— Problem 1 —
According to the passage on Nintendo's NX, in what month and year does the company's current roadmap place the console's launch?
— Problem 2 —
From the passage on Nintendo's NX, copy word for word the span between "Usually, when a" and "they rarely appear.", inclusive.

::: Page extract

Usually, when a new game console is nine months away from launch, the console maker has already softened the ground for the upcoming debut with trade show announcements, hints at exclusive games, and at least some public discussion of its technical specifications. Yet Nintendo’s NX is currently nine months away from launch (if the company’s current March 2017 launch roadmap is to be believed), and we still know next to nothing about “the new hardware system with a brand-new concept” that was first mentioned publicly roughly 15 months ago.
That state of affairs has left us flailing at wild, patent-based guesses about the console’s design and grasping at extremely small crumbs of concrete information when they rarely appear.

::::::
::: Provided records

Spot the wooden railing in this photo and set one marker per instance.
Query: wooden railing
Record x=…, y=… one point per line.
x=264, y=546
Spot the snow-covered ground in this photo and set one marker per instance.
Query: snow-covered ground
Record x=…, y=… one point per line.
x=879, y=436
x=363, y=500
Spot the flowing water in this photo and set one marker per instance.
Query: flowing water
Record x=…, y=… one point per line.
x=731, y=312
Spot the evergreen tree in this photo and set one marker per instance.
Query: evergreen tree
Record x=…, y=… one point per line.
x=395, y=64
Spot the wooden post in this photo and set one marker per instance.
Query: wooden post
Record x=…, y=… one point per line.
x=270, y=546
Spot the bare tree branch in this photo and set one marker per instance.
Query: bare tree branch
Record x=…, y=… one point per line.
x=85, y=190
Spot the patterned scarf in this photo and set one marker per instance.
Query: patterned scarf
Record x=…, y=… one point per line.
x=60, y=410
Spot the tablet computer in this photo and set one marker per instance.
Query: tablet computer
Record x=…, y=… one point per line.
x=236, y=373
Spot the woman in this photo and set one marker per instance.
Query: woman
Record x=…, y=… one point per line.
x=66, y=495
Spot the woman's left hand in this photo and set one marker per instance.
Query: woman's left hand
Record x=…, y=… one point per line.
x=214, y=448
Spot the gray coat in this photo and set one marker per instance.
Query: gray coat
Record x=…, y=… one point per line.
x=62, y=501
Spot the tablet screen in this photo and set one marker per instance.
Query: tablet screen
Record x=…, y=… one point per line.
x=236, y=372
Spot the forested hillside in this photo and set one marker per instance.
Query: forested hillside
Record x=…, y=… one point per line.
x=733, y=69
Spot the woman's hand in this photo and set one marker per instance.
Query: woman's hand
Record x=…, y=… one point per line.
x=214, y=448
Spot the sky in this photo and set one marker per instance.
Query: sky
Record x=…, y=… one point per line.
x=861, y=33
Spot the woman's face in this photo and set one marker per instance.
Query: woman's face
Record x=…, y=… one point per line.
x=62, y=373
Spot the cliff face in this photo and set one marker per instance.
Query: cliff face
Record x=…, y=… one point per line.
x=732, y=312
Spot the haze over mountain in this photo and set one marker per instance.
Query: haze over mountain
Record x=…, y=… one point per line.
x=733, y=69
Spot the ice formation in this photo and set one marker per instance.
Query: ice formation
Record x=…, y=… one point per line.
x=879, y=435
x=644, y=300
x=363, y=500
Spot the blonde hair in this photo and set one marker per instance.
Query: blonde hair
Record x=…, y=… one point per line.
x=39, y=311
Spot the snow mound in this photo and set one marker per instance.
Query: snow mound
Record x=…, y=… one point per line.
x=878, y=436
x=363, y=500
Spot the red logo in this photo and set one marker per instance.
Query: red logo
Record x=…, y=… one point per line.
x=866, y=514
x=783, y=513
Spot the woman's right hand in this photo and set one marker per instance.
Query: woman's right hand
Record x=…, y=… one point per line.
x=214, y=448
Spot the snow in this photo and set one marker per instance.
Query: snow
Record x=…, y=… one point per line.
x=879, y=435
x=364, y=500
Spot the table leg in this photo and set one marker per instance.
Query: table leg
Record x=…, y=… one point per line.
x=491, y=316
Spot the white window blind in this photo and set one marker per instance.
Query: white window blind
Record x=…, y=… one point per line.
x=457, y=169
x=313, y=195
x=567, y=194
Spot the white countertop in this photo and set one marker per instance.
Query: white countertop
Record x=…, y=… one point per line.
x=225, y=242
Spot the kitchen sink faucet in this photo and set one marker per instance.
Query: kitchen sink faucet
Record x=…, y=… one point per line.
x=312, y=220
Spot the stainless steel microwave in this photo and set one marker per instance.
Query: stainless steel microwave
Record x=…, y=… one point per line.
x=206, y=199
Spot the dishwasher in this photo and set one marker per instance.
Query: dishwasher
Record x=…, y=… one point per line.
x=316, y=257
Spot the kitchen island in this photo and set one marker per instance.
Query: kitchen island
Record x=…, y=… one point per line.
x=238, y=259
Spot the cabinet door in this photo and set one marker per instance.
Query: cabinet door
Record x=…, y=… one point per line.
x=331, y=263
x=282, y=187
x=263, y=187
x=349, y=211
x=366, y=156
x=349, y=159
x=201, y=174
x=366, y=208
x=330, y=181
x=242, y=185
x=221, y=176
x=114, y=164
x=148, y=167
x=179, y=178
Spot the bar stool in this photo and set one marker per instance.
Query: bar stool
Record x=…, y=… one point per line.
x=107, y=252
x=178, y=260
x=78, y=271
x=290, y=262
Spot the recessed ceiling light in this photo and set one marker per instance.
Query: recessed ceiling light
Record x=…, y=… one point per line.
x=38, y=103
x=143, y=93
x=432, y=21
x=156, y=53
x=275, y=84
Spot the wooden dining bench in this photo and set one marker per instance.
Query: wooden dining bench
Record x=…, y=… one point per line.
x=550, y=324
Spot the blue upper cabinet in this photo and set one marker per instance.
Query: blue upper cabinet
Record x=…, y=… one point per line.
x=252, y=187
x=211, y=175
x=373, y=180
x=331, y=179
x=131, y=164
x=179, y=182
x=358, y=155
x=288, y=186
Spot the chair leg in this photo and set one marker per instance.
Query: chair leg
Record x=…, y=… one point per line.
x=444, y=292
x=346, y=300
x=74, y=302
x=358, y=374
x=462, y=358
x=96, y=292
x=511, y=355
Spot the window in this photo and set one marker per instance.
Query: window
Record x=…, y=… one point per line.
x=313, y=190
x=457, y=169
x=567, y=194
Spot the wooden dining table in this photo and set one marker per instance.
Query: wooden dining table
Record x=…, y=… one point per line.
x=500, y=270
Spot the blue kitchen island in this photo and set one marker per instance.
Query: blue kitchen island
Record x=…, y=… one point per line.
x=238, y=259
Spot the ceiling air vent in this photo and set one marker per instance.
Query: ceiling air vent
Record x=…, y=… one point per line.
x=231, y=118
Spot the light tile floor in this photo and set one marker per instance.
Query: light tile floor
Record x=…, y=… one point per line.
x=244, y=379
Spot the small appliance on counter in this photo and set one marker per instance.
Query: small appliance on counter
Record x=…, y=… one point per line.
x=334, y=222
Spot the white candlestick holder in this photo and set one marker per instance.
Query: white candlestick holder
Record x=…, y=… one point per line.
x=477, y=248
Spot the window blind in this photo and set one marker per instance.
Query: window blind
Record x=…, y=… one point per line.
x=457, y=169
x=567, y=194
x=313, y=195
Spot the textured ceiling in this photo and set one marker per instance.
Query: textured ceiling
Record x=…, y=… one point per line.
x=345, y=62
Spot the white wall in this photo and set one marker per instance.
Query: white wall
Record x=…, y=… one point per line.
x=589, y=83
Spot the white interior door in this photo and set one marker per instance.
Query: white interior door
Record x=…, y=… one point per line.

::::::

— Exercise answer 1 —
March 2017.

— Exercise answer 2 —
Usually, when a new game console is nine months away from launch, the console maker has already softened the ground for the upcoming debut with trade show announcements, hints at exclusive games, and at least some public discussion of its technical specifications. Yet Nintendo’s NX is currently nine months away from launch (if the company’s current March 2017 launch roadmap is to be believed), and we still know next to nothing about “the new hardware system with a brand-new concept” that was first mentioned publicly roughly 15 months ago.
That state of affairs has left us flailing at wild, patent-based guesses about the console’s design and grasping at extremely small crumbs of concrete information when they rarely appear.